3 Factors to Consider Before Investing
Investing in real estate can certainly be a lucrative investment, but only when done right! The flip side of that is that it can also turn out to be not only a financial nightmare but a huge burden emotionally when done wrong.
Before you even start thinking about investing, you need to do your homework. I don’t mean just looking at returns like most “investors” do. There is so much more than the $/sf, the cap rate today or even the purchase price and interest rate you’ll pay on the loan!
There are 3 main categories you must consider when analyzing real estate investments. Those are the:
- Financial Side
Let’s talk about some things you may have not considered immediately before purchasing your first investment.
- ZONING – Never purchase any investment property until you determine the zoning of your potential property and your neighbor’s property. Your property’s value is directly affected by the surrounding properties. When you check the zoning, be sure to check the surrounding properties as well.
- AREA APPRECIATION – Check to make sure that the area where you are considering purchasing has had a steady and consistent appreciation growth of at least 7% per year for the last 5 years on average. You do not want to buy in an area that has already peaked.
- POPULATION GROWTH – Is the area where you are considering purchasing an area where people are moving in? The easiest way to track this is to check population growth numbers. Where there is growth – there is opportunity.
- DO BABY BOOMERS WANT TO LIVE HERE? The country has an incredible number of baby boomers; therefore invest in an area where baby boomers want to live. Baby boomers want a lot of recreational possibilities as well as easy access to good health care facilities.
- OWNER OCCUPIED – Is the neighborhood where you are thinking of buying primarily owner occupied or tenant occupied? Homeowners, that live in their homes, invest more money to fix them up than do renters. Remember, your property’s value is also determined by its neighbors.
- NEIGHBORHOOD APPRECIATION – Before you buy in any neighborhood make sure you research the sales in that neighborhood for the past 5 years. Check to see how that neighborhood has appreciated.
- EMPLOYMENT STABILITY – Without question, one of the biggest factors that affect a local real estate market is the job market. You could be in the nicest recreational area in the world, but if there are no jobs, people leave because they have to find work. Check to make sure that employment in that area has been stable over time.
- PROPERTY MANAGERS – Make sure that there is a property management company that can manage the property in the area where you are choosing to purchase. Many investors have gone on real estate shopping sprees only to find that there is not a property management company available in that area. This poses a huge problem for the out of area investor.
- FLOORPLAN – Floorplan is more important that square footage. Of course it would be wonderful to find an investment that is both large in square footage and perfect in floorplan. However, this does not happen often. If you find a house that lacks a little in square footage but shines in floorplan, buy it. Renters look for properties by price and by bedrooms. They don’t search for square footage. Having the right numbers of bedrooms is more important than having the biggest bedrooms.

:::

Continue the real estate investing text from the end of its last paragraph. You won't need the listing that comes next.

:::

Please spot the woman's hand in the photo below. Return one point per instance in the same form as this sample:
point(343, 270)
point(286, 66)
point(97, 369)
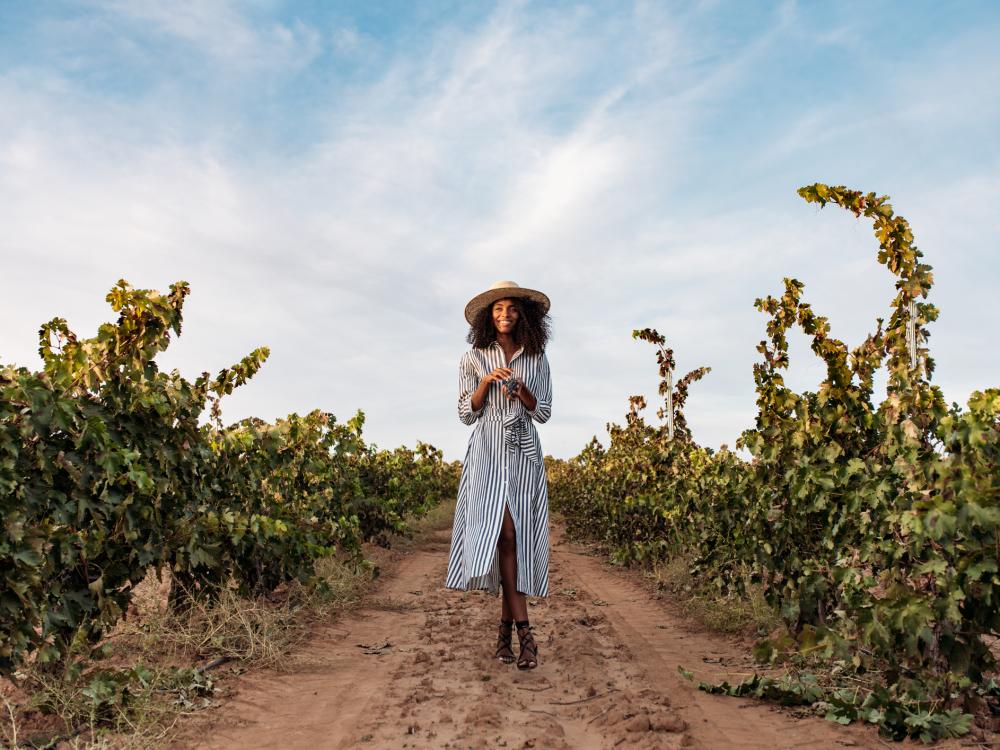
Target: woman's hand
point(499, 375)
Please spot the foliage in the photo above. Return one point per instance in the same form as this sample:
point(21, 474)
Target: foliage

:::

__Response__.
- YARD – Often times people come with children and with pets and both of these need room to roam. Many investors that I have consulted have shared their horror stories about not being able to rent out the big beautiful house with no yard. Big beautiful houses are filled with children and pets. Even a small yard will help keep your property occupied year round.
- INSPECTION/AGE OF THE HOUSE Never, ever, ever buy an investment property without having a thorough inspection of the house. Make sure the inspector gives you a good age range for the home and make sure you check the electrical wiring and plumbing thoroughly. Old pipes and wiring can be extremely expensive the replace. Make sure the mechanical side of your investment is not so old that you may be looking at a costly replacement in the near future.
- THE 10% RULE – One of the easiest ways to make money on your investment is to do a cosmetic makeover. A good rule of thumb is “The 10% rule”. This means that if you purchase a house for $150,000, take 10% of that or $15,000 and you should be able to do a nice cosmetic makeover within that budget. If, however, you have to spend a good portion of that money on the mechanical side, not the cosmetic side then you may want to look at another property.
- RENTAL STABILITY – Remember, if you buy a 1 bedroom condo you are definitely limiting the different segments of the rental market that can rent from you. If you purchase a 3 bedroom, 2 bath single family residence you have just expanded your rental possibilities. Just because the condo is $50,000 less does not mean it will be a better investment. In fact, you often have to go a little above your comfort zone to get a highly sought after rental property. The stretch is well worth it!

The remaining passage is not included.